AWS ‐ Concepts - FullstackCodingGuy/Developer-Fundamentals GitHub Wiki
Basics
Operational Excellence
Design Principle
The following are design principles for operational excellence in the cloud:
-
Perform operations as code: In the cloud, you can apply the same engineering discipline that you use for application code to your entire environment. You can define your entire workload (applications, infrastructure, etc.) as code and update it with code. You can script your operations procedures and automate their process by launching them in response to events. By performing operations as code, you limit human error and create consistent responses to events.
-
Make frequent, small, reversible changes: Design workloads that are scalable and loosely coupled to permit components to be updated regularly. Automated deployment techniques together with smaller, incremental changes reduces the blast radius and allows for faster reversal when failures occur. This increases confidence to deliver beneficial changes to your workload while maintaining quality and adapting quickly to changes in market conditions.
-
Refine operations procedures frequently: As you evolve your workloads, evolve your operations appropriately. As you use operations procedures, look for opportunities to improve them. Hold regular reviews and validate that all procedures are effective and that teams are familiar with them. Where gaps are identified, update procedures accordingly. Communicate procedural updates to all stakeholders and teams. Gamify your operations to share best practices and educate teams.

**Your objective**
List every design principle for operational excellence that the AWS wiki page names.

**Data excerpts**
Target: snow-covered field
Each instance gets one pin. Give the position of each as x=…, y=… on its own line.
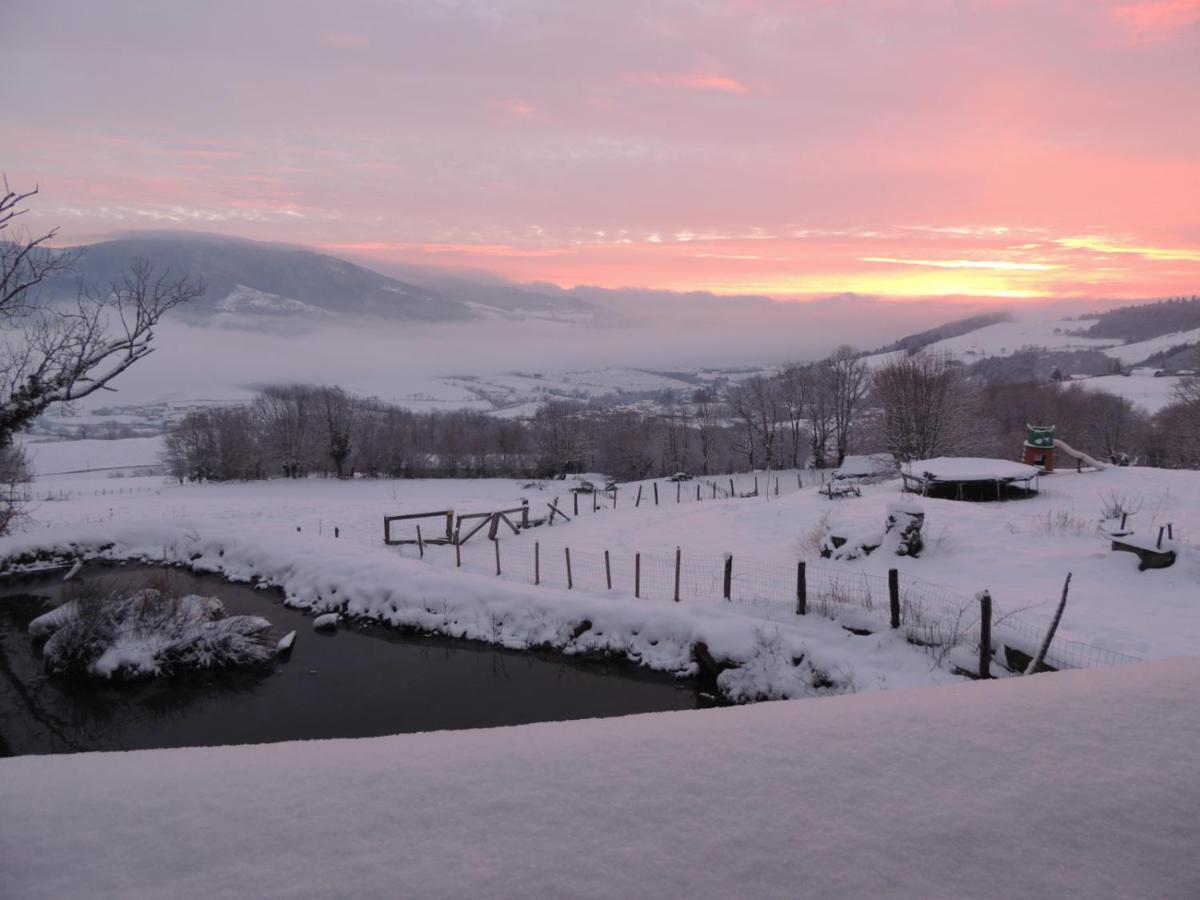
x=1019, y=551
x=53, y=457
x=1072, y=785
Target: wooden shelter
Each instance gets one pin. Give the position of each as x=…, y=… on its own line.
x=969, y=478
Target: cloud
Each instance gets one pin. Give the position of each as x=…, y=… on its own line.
x=997, y=264
x=1157, y=19
x=695, y=81
x=343, y=40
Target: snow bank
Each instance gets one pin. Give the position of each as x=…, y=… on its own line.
x=1072, y=785
x=149, y=634
x=786, y=659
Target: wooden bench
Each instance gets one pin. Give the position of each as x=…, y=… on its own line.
x=835, y=490
x=1153, y=555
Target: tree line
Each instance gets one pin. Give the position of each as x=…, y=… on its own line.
x=915, y=406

**Completed task**
- Perform operations as code
- Make frequent, small, reversible changes
- Refine operations procedures frequently